> **Given instruction A**: List every product category named in the tackle shop signature line of the tuna fishing thread.
> **Given instruction B**: Gather every line of the records that contains the word "leash", matching case exactly.

> **Quoted passage**:
I AM A BIT SPEECHLESS AT THE MERE TWO 7.5 LB BAGS OF ICE ON THE FISH...IS THAT ALL IT TAKES TO LOWER THE CORE TEMP TO THE DESIRED NUMBER? DOESN'T MATTER THOUGH, HE WILL PROBABLY GET 35 A LB....
AM I THE ONLY ONE WHO TUNA FISHING WHO SHOVELS SEVERAL HUNDRED POUNDS PER TRIP?
Congrats on the early fish, hopefully some more will hit the dock today.
and then again I've seen fish brought in untouched, ungutted, un-iced and get paid more than well prepped fish caught the same day..... it kind of makes you wonder don't it. Unless I'm going stay out and keep fishing, all my fish get is gutted and ice in the cavity, then covered with a wet towel for the 45min. to an hour ride to the dock. I really don't think you can lower the core temp 1 degree in forty five minutes if you were to bury him in ice.... matter a fact, the last double we had, we only had enough ice for one fish... one fish iced and prepped and one un-iced and prepped and there was less than a 1/2 degree difference between the two when Jason took their temps. now if your going stay for a few more hours that's another story, but I'm grateful to get just one, so it would not bother me at all to throw in the towel and head for the barn. In my opinion and experience, it's much more important to swim the fish, get it bleed well, and get it to the dock as quick as possible...
Last edited by Capt. Jon Tennant; 12-07-2009 at 02:38 PM.
Is that a 50 or 80 size reel in the pic?
Hi,
From looking at the pic., that reel appears to be an 80 class??
Old Salty
www.oldsaltytackle.com
Diving Planers - Flashers - Terminal Tackle
I find this to be the most important factor in the quality of the meat. No matter how you care for it, you can't increase the fat content but getting them to the dock quickly really helps. It seems to me the earlier in the AM i receive a fish at the dock the higher the price. It doesnt always work this way but it is definitely something that I have noticed.

> **Dataset entries**:
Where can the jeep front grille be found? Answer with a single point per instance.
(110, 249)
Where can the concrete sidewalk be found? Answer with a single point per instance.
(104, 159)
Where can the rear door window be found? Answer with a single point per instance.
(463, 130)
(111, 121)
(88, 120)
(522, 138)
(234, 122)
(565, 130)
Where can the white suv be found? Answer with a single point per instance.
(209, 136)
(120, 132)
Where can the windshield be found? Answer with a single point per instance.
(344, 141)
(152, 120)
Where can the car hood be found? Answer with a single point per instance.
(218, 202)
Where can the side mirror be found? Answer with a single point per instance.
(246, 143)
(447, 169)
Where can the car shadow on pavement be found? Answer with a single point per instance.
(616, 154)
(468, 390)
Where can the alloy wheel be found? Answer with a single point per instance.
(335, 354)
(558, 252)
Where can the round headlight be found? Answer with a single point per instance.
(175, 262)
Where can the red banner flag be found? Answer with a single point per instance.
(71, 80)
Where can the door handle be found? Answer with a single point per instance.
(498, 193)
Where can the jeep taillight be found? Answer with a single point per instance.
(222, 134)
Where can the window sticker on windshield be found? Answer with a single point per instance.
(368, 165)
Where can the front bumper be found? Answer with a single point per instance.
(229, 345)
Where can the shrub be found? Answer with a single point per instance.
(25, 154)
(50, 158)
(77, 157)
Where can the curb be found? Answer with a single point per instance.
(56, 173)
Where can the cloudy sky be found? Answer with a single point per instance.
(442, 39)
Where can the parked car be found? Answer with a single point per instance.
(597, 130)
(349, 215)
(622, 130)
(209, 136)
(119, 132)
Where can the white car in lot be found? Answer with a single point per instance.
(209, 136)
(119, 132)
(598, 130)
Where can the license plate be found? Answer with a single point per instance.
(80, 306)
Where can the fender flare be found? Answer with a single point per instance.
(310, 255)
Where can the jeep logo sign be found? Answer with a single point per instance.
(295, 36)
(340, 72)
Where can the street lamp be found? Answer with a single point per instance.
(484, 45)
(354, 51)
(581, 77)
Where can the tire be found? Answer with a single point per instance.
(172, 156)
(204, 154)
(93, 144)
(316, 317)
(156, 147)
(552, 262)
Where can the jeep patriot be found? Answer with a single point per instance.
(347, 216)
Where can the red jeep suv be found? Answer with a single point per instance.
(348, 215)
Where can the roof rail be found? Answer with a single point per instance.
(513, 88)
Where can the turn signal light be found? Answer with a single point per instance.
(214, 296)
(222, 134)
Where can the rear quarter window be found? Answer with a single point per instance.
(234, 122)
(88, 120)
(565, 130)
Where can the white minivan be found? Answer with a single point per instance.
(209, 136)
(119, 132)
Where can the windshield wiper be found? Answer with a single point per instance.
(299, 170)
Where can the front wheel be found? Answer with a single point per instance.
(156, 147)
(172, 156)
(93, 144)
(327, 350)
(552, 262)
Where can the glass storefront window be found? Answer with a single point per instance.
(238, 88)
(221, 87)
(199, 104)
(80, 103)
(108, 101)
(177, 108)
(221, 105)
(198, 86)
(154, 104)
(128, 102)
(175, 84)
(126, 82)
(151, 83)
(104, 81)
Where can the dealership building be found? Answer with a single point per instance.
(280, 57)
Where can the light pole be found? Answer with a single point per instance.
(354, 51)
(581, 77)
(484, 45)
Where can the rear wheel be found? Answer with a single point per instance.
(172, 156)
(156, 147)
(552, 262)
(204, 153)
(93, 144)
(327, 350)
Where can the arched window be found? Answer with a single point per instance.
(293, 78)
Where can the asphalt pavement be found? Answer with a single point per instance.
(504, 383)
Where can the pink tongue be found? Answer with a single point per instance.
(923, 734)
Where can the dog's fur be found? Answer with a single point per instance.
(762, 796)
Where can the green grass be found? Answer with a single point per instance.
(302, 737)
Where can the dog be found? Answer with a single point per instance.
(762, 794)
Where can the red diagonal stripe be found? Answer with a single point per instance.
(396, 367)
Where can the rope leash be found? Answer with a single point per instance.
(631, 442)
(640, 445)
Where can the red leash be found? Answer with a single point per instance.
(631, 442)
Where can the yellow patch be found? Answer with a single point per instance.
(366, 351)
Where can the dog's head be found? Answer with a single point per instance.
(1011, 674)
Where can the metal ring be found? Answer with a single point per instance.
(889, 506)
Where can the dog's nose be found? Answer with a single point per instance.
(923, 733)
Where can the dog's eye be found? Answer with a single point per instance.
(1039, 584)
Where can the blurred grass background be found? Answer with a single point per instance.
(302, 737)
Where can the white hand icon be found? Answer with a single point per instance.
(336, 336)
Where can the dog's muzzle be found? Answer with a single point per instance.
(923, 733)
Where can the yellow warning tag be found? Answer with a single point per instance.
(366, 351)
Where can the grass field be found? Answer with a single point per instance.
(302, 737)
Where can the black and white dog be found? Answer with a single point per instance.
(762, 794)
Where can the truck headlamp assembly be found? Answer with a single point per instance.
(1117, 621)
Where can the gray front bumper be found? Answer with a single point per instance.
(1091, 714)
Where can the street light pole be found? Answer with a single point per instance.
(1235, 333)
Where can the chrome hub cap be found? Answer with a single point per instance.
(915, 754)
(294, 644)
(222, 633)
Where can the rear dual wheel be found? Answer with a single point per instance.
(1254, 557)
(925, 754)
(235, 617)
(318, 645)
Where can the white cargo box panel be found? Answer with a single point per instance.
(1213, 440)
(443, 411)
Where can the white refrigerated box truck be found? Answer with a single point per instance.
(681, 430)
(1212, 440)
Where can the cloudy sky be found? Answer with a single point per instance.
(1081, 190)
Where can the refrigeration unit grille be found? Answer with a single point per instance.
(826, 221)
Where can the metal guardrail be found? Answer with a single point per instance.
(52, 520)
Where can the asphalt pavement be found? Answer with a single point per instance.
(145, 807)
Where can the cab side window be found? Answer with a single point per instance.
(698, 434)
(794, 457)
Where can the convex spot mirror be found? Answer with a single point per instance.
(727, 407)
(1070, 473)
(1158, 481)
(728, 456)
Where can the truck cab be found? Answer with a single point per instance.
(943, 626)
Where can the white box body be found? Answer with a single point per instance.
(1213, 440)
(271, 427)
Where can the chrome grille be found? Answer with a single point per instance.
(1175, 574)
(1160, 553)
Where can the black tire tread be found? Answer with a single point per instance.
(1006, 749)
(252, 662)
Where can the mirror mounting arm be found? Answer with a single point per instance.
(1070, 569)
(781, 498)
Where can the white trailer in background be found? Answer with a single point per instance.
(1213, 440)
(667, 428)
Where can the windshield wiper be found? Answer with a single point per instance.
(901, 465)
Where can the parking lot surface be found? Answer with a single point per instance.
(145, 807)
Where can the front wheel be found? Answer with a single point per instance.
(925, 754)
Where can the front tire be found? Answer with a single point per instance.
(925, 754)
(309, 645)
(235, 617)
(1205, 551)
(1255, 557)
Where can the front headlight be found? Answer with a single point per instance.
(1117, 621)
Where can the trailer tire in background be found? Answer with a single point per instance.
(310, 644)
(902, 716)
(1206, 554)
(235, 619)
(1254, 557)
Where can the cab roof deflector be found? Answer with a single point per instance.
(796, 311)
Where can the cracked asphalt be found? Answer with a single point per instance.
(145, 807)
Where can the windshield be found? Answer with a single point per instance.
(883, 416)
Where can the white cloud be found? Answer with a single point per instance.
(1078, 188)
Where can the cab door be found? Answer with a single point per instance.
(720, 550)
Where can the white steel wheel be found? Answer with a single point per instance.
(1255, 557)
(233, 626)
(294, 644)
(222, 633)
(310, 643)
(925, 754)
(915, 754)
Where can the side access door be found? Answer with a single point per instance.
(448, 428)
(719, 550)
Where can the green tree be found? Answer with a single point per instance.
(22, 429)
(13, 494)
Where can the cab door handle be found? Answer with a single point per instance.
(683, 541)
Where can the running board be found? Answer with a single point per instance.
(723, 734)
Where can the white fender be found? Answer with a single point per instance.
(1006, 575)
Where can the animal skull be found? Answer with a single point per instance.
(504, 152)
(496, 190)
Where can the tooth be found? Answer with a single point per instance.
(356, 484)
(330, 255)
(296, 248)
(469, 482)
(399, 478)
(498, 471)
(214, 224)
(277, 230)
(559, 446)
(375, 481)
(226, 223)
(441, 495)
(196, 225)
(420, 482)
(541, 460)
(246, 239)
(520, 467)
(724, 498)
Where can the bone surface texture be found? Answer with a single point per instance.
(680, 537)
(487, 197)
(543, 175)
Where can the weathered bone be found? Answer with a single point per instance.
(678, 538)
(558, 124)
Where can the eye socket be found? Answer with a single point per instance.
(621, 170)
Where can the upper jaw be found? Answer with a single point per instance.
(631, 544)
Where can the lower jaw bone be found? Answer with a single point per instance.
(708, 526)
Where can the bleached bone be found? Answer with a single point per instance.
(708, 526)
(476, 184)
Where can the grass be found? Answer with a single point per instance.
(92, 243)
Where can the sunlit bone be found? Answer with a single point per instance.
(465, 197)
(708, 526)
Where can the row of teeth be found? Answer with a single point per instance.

> **Output A**:
Diving Planers
Flashers
Terminal Tackle

> **Output B**:
Where can the rope leash be found? Answer with a single point per instance.
Where can the red leash be found? Answer with a single point per instance.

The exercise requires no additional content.